Set task>
Retype the records below exactly as they appear, covering every record, but omit the pictures from your answer.

[Records from a point-labeling set]
##########
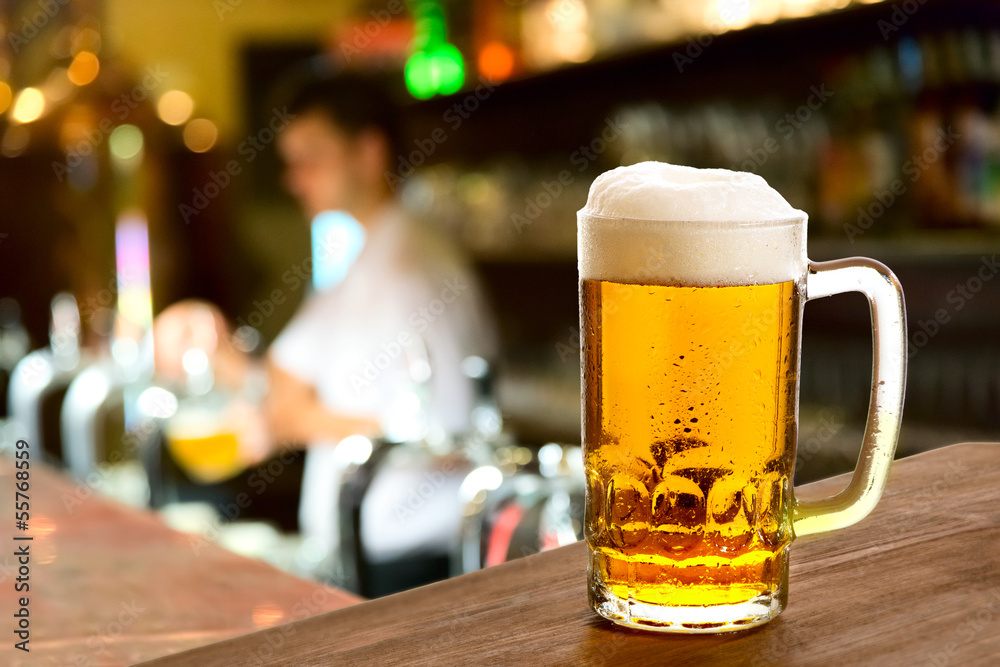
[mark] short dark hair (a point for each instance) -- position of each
(353, 101)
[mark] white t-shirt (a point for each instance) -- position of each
(407, 301)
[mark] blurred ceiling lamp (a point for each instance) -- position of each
(557, 32)
(5, 96)
(175, 107)
(29, 106)
(200, 135)
(496, 61)
(436, 67)
(84, 68)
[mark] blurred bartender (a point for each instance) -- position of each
(381, 349)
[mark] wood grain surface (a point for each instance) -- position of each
(915, 583)
(111, 585)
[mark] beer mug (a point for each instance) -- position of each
(692, 287)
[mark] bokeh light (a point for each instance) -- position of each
(125, 142)
(496, 61)
(175, 107)
(84, 68)
(200, 135)
(5, 96)
(29, 106)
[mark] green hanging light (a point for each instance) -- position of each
(435, 67)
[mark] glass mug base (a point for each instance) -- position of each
(690, 619)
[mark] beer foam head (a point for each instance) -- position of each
(656, 223)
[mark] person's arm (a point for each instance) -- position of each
(296, 416)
##########
Final result>
[mark] short dark hair (a point for each instance) -- position of each
(353, 101)
[mark] white t-shirt (a point for each instance) -- position of each
(407, 301)
[mark] blurred ceiling lamp (a point for each instance) -- position of each
(557, 32)
(5, 96)
(175, 107)
(29, 106)
(200, 135)
(496, 61)
(436, 67)
(84, 68)
[mark] blurred bartender (a point for each instance) -- position of each
(381, 349)
[mark] wood grain surface (a point for each instance) -- position of each
(915, 583)
(111, 585)
[mark] beer mug (a point for each instance) -- position of each
(692, 287)
[mark] bokeh light (a point for each instance) -- position of each
(125, 142)
(496, 61)
(175, 107)
(84, 68)
(200, 135)
(5, 96)
(29, 106)
[mark] green hanging light (a point for each instance) -- position of each
(435, 67)
[mark] glass mug base (a point for each instance) -- position of each
(690, 619)
[mark] beer foam head (a point for each instance) -- position of each
(656, 223)
[mark] person's arm (a point for each instance) -- position of each
(296, 416)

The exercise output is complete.